**SHORT EXERCISE A:**
Print every row of the collection data below verbatim, leaving the pictures out of your output.

**SELECTED TEXT:**
# B7100 HST towing this tractor to my shop



## marky1 (Apr 28, 2014)

I had something come loose in bellhousing, which cause sparks to fly and started to bogg down the engine. I shut it down pretty quick. Hopefully it is something simple like starter gear that did not disengage, or bolt came loose on pressure plate , as the sparks flew near that area? I need to get the tractor to my shop before I tear into the problem. Is there a way I can tow this tractor? I don't want to damage the hydrostat. I have a repair manual but not operator manual. I havenot had the tractor long, and previous owner recently had clutch and pres plate, t/o bearing replaced. Thjought I'd start by removing the starter and it appears if I get the mower deck off, I maybe look up into the bellhousing area? 


thanks
Mark


----------



## Hoodoo Valley (Nov 14, 2006)

Welcome to the forum Mark! I have a Kubota BX2200 hydrostat and I believe I read somewhere that there is a lever to hit to put it in freewheel mode. I know the John Deere's 300 series are inside the rear fender behind the rear tire. How far are you having to move it?


----------



## Thomas (Nov 1, 2006)

When I had 95 B7100HST there was no way to put rear end free wheeling..had to life from ground to move.

**SHORT EXERCISE B:**
Carry on the forum thread about towing the B7100 HST tractor, picking up after its final sentence.

(Data pulled from a collection)

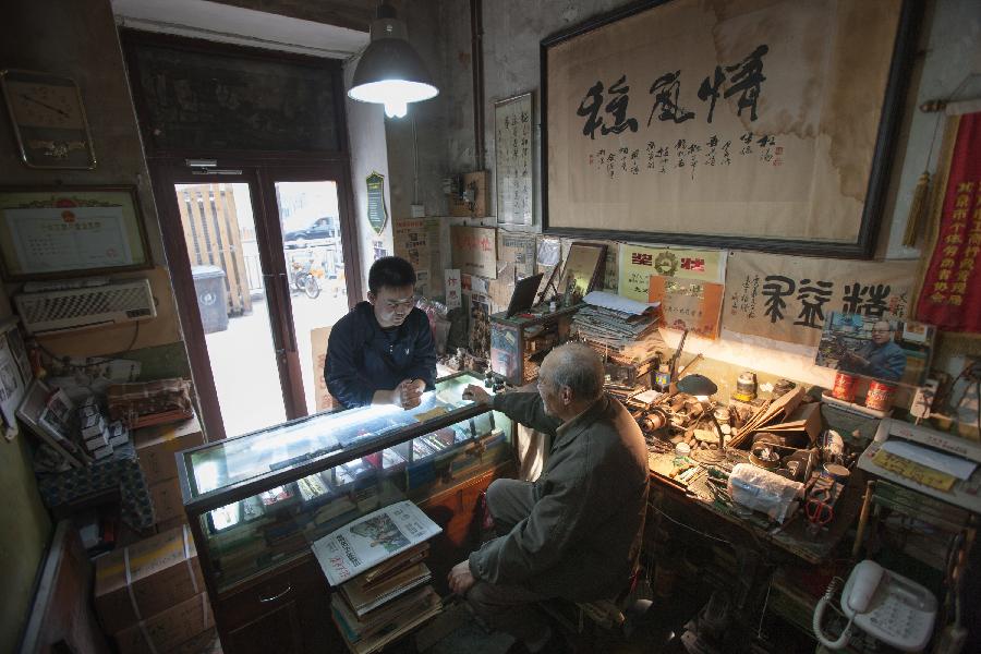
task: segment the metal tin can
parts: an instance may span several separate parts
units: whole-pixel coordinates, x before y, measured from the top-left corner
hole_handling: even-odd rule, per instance
[[[756,399],[756,374],[746,372],[739,375],[732,397],[740,402],[752,402]]]
[[[671,372],[667,370],[666,365],[662,367],[664,370],[654,373],[654,385],[657,388],[667,390],[667,388],[671,385]]]
[[[832,388],[832,397],[846,402],[855,400],[855,383],[858,377],[847,373],[835,375],[835,387]]]
[[[888,411],[893,407],[893,396],[896,393],[894,384],[885,382],[872,382],[869,384],[869,393],[865,396],[865,407],[876,411]]]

**ANSWER A:**
task: segment the metal tin can
parts: an instance may span several separate parts
units: whole-pixel coordinates, x before y, measured from the top-left corner
hole_handling: even-odd rule, per instance
[[[756,399],[756,374],[746,372],[739,375],[732,397],[740,402],[752,402]]]
[[[671,372],[667,370],[666,365],[662,367],[664,370],[654,373],[654,385],[657,388],[667,390],[667,388],[671,385]]]
[[[832,388],[832,397],[846,402],[855,400],[855,383],[858,377],[847,373],[835,375],[835,387]]]
[[[888,411],[893,407],[893,396],[896,393],[894,384],[885,382],[872,382],[869,384],[869,393],[865,396],[865,407],[876,411]]]

**ANSWER B:**
I was told later on if you go real..real slow I could have tow B7100.


----------



## marky1 (Apr 28, 2014)

Found out that if you put hi/lo range lever in neutral, you can tow it. Previous owner had said he had put new clutch/ pressure plate etc in the tractor. When I pulled starter off, found remnants of broken pressure plate spring. was able to get most of it out thru starter hole and inspection hole on opposite side. Tractor clutch is still working. Got to looking and it appears clutch was not properly adjusted, apppeared it was adjusted so pressure plate was being depressed too far. Maybe that let a spring come loose in there? Adjusted the stop to limit pressure plate travel. Seems to be working for now. Maybe I can get lucky this time!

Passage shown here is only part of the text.